Boundary labeling items:
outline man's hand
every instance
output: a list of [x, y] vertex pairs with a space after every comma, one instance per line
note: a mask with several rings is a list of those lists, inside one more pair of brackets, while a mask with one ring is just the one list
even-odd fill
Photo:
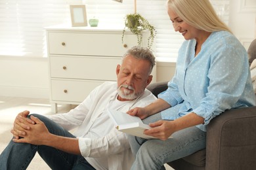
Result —
[[135, 107], [129, 110], [127, 113], [131, 116], [139, 117], [142, 120], [149, 116], [144, 107]]
[[25, 110], [20, 112], [15, 118], [13, 123], [13, 128], [11, 132], [13, 134], [15, 139], [19, 139], [21, 135], [25, 135], [25, 129], [30, 129], [30, 125], [35, 124], [35, 122], [28, 118], [30, 111]]
[[168, 137], [175, 132], [175, 129], [176, 129], [173, 121], [159, 120], [150, 124], [149, 126], [152, 128], [145, 130], [144, 133], [163, 141], [167, 140]]
[[35, 124], [30, 124], [29, 129], [24, 129], [25, 135], [21, 134], [20, 137], [23, 138], [13, 139], [15, 143], [27, 143], [35, 145], [41, 145], [43, 142], [47, 141], [48, 137], [51, 135], [47, 128], [45, 124], [39, 118], [31, 116], [30, 118], [33, 121]]

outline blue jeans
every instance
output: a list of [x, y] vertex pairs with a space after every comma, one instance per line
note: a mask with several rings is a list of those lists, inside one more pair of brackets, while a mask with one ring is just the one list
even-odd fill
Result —
[[[144, 124], [161, 120], [161, 113], [144, 120]], [[167, 141], [147, 140], [129, 135], [128, 139], [135, 161], [131, 169], [165, 169], [163, 164], [205, 148], [206, 132], [191, 127], [174, 133]]]
[[[75, 138], [49, 118], [40, 114], [32, 115], [43, 122], [50, 133], [59, 136]], [[95, 169], [80, 155], [69, 154], [47, 146], [16, 143], [12, 141], [10, 141], [0, 155], [0, 169], [26, 169], [36, 152], [51, 169]]]

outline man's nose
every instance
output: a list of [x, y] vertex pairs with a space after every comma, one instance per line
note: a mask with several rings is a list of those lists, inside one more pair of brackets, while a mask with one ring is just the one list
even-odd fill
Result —
[[127, 76], [127, 78], [126, 79], [126, 84], [128, 85], [131, 85], [133, 84], [133, 76], [131, 75], [131, 76]]

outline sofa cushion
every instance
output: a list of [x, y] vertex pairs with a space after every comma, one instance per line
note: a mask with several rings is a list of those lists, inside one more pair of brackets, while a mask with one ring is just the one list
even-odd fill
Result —
[[249, 46], [247, 53], [249, 58], [249, 64], [251, 65], [253, 61], [256, 59], [256, 39], [251, 42], [250, 46]]
[[191, 155], [184, 157], [182, 159], [196, 166], [198, 166], [198, 167], [205, 166], [205, 153], [206, 153], [205, 149], [202, 149], [198, 150], [198, 152]]
[[256, 59], [253, 61], [250, 66], [251, 77], [253, 82], [254, 93], [256, 94]]

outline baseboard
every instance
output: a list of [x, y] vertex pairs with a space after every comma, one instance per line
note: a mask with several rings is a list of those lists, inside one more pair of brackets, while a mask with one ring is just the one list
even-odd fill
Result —
[[48, 88], [32, 86], [6, 86], [0, 85], [0, 95], [36, 99], [49, 99]]

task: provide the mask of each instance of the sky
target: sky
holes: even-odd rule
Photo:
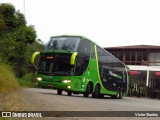
[[[160,46],[160,0],[0,0],[12,3],[47,43],[83,35],[101,47]],[[24,4],[25,3],[25,4]]]

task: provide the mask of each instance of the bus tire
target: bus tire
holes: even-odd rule
[[[104,98],[104,95],[103,95],[103,94],[100,94],[99,97],[100,97],[100,98]]]
[[[83,96],[88,97],[91,92],[92,92],[92,86],[91,86],[91,83],[88,83],[86,92],[83,94]]]
[[[57,90],[58,95],[62,95],[62,90]]]
[[[94,92],[92,93],[93,98],[99,98],[100,97],[100,86],[96,85]]]
[[[71,96],[71,95],[72,95],[72,92],[70,92],[70,91],[67,92],[67,95],[68,95],[68,96]]]

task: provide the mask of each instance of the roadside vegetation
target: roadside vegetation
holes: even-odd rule
[[[0,3],[0,110],[25,110],[22,86],[35,87],[30,69],[34,52],[44,45],[33,25],[9,3]]]

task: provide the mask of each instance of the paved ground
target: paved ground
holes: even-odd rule
[[[82,95],[67,96],[66,92],[63,92],[63,95],[57,95],[56,90],[40,88],[25,88],[22,89],[22,93],[32,104],[31,110],[37,111],[160,111],[160,100],[158,99],[133,97],[111,99],[107,96],[103,99],[93,99],[91,97],[84,98]],[[97,113],[95,112],[95,114]],[[160,117],[56,117],[54,119],[158,120]]]

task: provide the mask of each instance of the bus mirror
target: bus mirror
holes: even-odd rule
[[[32,58],[31,58],[31,63],[32,64],[34,64],[34,60],[35,60],[36,56],[39,55],[39,54],[40,54],[40,52],[33,53]]]
[[[76,56],[77,56],[77,52],[74,52],[72,55],[71,55],[71,60],[70,60],[70,64],[71,65],[74,65],[75,64],[75,59],[76,59]]]

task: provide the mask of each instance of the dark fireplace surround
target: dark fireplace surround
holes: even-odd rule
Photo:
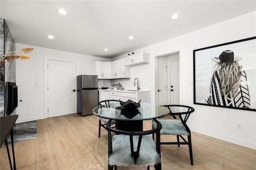
[[[0,55],[15,51],[15,42],[5,20],[0,18]],[[16,61],[0,65],[0,116],[16,115],[13,94],[16,98]],[[11,95],[11,97],[10,97]],[[17,99],[17,100],[18,99]],[[14,100],[14,105],[16,99]]]

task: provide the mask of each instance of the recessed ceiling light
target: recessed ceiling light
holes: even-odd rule
[[[132,36],[130,36],[129,37],[128,37],[128,38],[130,40],[132,40],[133,39],[133,37]]]
[[[58,12],[59,12],[59,13],[63,15],[66,15],[67,14],[68,14],[68,13],[67,12],[63,9],[61,9],[60,10],[59,10],[58,11]]]
[[[50,35],[49,35],[49,36],[47,36],[47,37],[48,37],[48,38],[50,38],[50,39],[53,39],[54,38],[53,36],[51,36]]]
[[[170,16],[169,18],[172,20],[176,20],[179,18],[179,16],[180,14],[174,14],[172,16]]]

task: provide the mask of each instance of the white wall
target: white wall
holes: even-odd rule
[[[188,85],[193,82],[194,49],[255,36],[256,12],[254,12],[134,51],[150,53],[148,67],[150,67],[151,75],[146,81],[151,82],[151,102],[154,103],[155,98],[156,57],[179,51],[180,103],[195,110],[187,122],[190,130],[256,149],[255,112],[194,105],[193,86]],[[147,70],[142,67],[136,73],[147,73]],[[236,122],[243,124],[242,130],[236,130]]]
[[[18,107],[16,110],[19,117],[16,123],[26,122],[47,117],[44,113],[44,59],[47,58],[76,63],[76,75],[92,75],[94,61],[109,61],[109,59],[54,49],[16,43],[16,49],[32,46],[35,49],[28,55],[28,60],[16,61],[16,83],[18,86]],[[39,87],[35,87],[35,83]]]
[[[119,82],[125,89],[136,90],[137,85],[134,86],[135,78],[138,79],[141,90],[150,90],[150,63],[145,63],[131,66],[130,79],[111,80],[111,85],[114,83],[117,84]],[[111,87],[113,88],[112,85]]]

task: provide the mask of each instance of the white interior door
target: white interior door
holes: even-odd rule
[[[48,117],[76,113],[76,63],[48,60]]]
[[[167,59],[164,57],[158,58],[158,104],[164,105],[167,101]]]
[[[180,60],[170,61],[170,103],[180,104]]]

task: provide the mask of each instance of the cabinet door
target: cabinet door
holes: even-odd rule
[[[102,74],[103,79],[111,78],[111,62],[110,61],[102,62]]]
[[[121,59],[121,77],[131,77],[131,67],[125,65],[125,59]]]
[[[142,63],[144,61],[143,53],[139,53],[135,55],[133,63]]]
[[[133,63],[133,60],[134,59],[134,57],[133,56],[126,57],[124,59],[125,65],[129,65]]]
[[[115,61],[116,61],[116,75],[117,78],[121,78],[121,60]]]
[[[111,78],[116,78],[116,61],[111,62]]]
[[[111,78],[119,79],[121,78],[121,60],[111,62]]]
[[[109,93],[108,91],[100,91],[100,98],[99,101],[109,99]]]
[[[102,62],[97,61],[93,62],[93,73],[97,75],[98,79],[102,79]]]

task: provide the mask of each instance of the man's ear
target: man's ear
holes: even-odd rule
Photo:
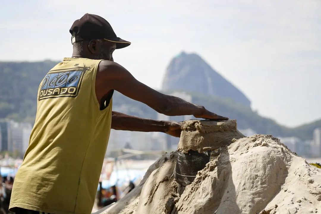
[[[92,54],[96,53],[97,49],[97,40],[92,39],[89,41],[88,43],[88,49]]]

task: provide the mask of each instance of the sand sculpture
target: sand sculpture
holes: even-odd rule
[[[236,121],[190,121],[178,151],[165,154],[140,184],[104,214],[268,214],[321,212],[321,168],[271,135],[245,137]],[[192,141],[192,142],[191,142]],[[173,172],[178,153],[218,149],[184,187]]]

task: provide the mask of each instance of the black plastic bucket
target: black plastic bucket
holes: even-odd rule
[[[174,176],[178,183],[183,186],[192,183],[197,172],[204,169],[210,162],[210,152],[200,153],[190,150],[188,153],[178,151],[174,170]]]

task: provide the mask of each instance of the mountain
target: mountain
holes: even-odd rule
[[[33,123],[39,84],[46,74],[58,62],[0,62],[0,118]],[[169,93],[171,91],[163,92]],[[250,128],[258,133],[275,136],[293,136],[305,140],[311,139],[313,130],[321,127],[320,120],[295,128],[288,128],[261,116],[248,105],[230,98],[186,93],[191,95],[193,103],[204,106],[217,114],[237,119],[239,129]],[[118,92],[114,94],[113,103],[115,110],[141,117],[157,118],[157,113],[149,107]]]
[[[57,63],[0,62],[0,118],[33,121],[39,84]]]
[[[250,106],[247,98],[213,69],[198,55],[182,52],[167,67],[162,90],[181,90],[200,94],[232,99]]]

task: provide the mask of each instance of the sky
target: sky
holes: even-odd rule
[[[132,42],[116,50],[114,60],[150,87],[161,89],[169,62],[184,50],[201,56],[261,116],[291,127],[321,119],[320,0],[0,0],[0,61],[71,56],[70,27],[93,13]]]

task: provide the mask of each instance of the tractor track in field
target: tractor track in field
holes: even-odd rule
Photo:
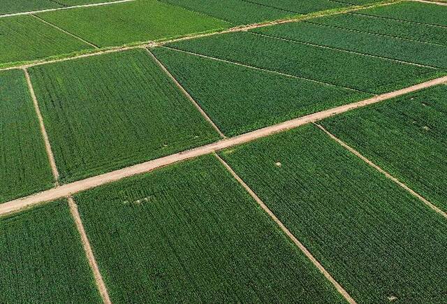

TASK DIRECTIONS
Return each line above that contains the string "field". Case counts.

EXERCISE SOLUTION
task: provide the mask of each instance of the tractor track in field
target: tractor track in field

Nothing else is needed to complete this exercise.